BEGIN Task inputs
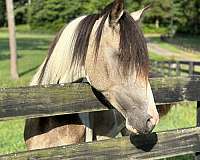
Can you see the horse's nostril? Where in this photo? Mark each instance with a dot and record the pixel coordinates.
(150, 125)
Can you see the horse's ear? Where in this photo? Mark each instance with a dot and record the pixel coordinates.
(137, 15)
(117, 11)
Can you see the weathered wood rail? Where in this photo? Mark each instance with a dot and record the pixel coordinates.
(153, 146)
(29, 102)
(176, 68)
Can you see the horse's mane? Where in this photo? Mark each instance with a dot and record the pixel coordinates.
(133, 49)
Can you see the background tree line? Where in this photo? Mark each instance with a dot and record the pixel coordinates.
(180, 15)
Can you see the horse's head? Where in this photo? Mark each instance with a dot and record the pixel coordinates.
(116, 64)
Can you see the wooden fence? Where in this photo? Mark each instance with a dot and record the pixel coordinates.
(43, 101)
(175, 68)
(187, 47)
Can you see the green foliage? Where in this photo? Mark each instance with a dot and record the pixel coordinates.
(2, 13)
(51, 15)
(21, 11)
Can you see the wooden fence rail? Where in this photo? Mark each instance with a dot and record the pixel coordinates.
(177, 67)
(153, 146)
(29, 102)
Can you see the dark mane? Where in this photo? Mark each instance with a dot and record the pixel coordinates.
(133, 49)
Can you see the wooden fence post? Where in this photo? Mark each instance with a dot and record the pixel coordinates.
(191, 68)
(169, 68)
(197, 155)
(12, 39)
(178, 68)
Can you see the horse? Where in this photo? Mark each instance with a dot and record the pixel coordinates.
(109, 50)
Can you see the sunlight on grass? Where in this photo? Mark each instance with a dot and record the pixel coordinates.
(32, 49)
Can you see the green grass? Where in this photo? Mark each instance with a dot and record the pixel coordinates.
(32, 49)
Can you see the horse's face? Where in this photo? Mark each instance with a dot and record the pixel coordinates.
(131, 95)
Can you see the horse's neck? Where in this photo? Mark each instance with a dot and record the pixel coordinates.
(58, 67)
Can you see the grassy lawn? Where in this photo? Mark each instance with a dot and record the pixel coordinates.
(32, 49)
(178, 53)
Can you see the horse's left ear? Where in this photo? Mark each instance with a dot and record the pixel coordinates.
(117, 11)
(137, 15)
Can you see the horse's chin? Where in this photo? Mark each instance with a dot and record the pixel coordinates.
(131, 129)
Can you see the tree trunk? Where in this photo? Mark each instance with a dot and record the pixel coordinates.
(12, 39)
(157, 23)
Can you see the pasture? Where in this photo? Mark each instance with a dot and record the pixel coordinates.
(32, 48)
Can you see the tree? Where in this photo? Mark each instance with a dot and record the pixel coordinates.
(2, 13)
(12, 39)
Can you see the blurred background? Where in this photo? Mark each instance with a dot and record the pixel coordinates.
(171, 28)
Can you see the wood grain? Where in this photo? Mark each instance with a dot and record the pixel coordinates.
(153, 146)
(29, 102)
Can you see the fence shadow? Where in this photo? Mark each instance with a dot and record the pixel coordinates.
(29, 70)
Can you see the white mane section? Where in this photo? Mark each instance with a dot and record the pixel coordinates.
(58, 66)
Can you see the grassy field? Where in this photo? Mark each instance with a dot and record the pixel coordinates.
(178, 53)
(32, 49)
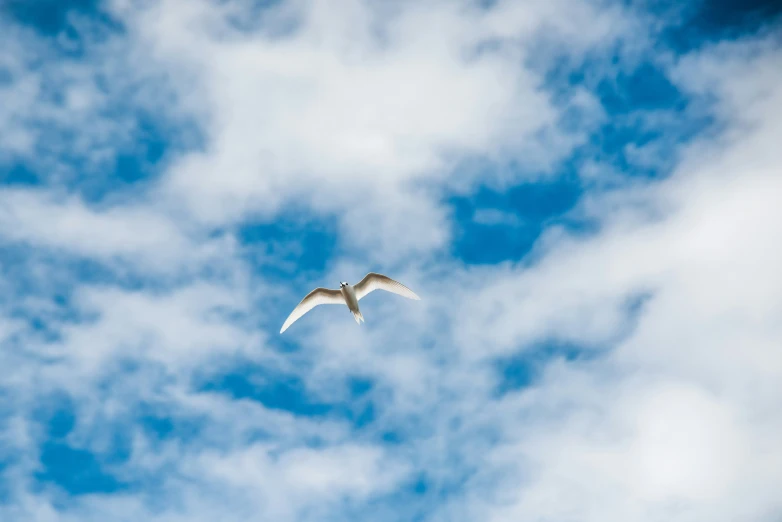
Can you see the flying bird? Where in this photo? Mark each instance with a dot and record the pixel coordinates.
(348, 295)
END Task inputs
What to produce: Retype the lines from the one containing "Can you see the tree?" down to the last line of the records, both included, exactly and nothing more. Pictures stay out.

Answer to the problem:
Can you see the tree? Where in this photo? Mark each instance with a dot and record the pixel coordinates.
(2, 13)
(12, 39)
Can you see the blurred background? Where in this photo? Mark each instance with a dot and record the pixel coordinates.
(171, 28)
Can you see the wood grain? Where in this photo? Mark each instance with a dot and record the pixel coordinates.
(153, 146)
(29, 102)
Can you see the fence shadow? Where in this photo? Mark each instance with a dot and record the pixel coordinates.
(29, 70)
Can you see the white mane section? Where in this photo? Mark each instance with a dot and record the pixel coordinates.
(58, 66)
Can you see the grassy field? Where in this photo? Mark each instance with a dot and record the pixel coordinates.
(178, 53)
(32, 49)
Can you see the flying bird? Where in this photo? Mark each instance with a dot and record the pixel coordinates.
(348, 295)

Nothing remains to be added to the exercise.